## What the exercise asks
Each line below should be written out again exactly.

# # # # # # #

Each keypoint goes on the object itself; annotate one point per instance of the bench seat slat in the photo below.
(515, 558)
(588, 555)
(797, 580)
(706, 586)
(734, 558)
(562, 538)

# # # # # # #

## Completed exercise
Each keypoint goes on the object itself; annotate one point per instance of the bench seat slat in the photo below.
(515, 558)
(588, 555)
(797, 580)
(706, 586)
(734, 558)
(562, 538)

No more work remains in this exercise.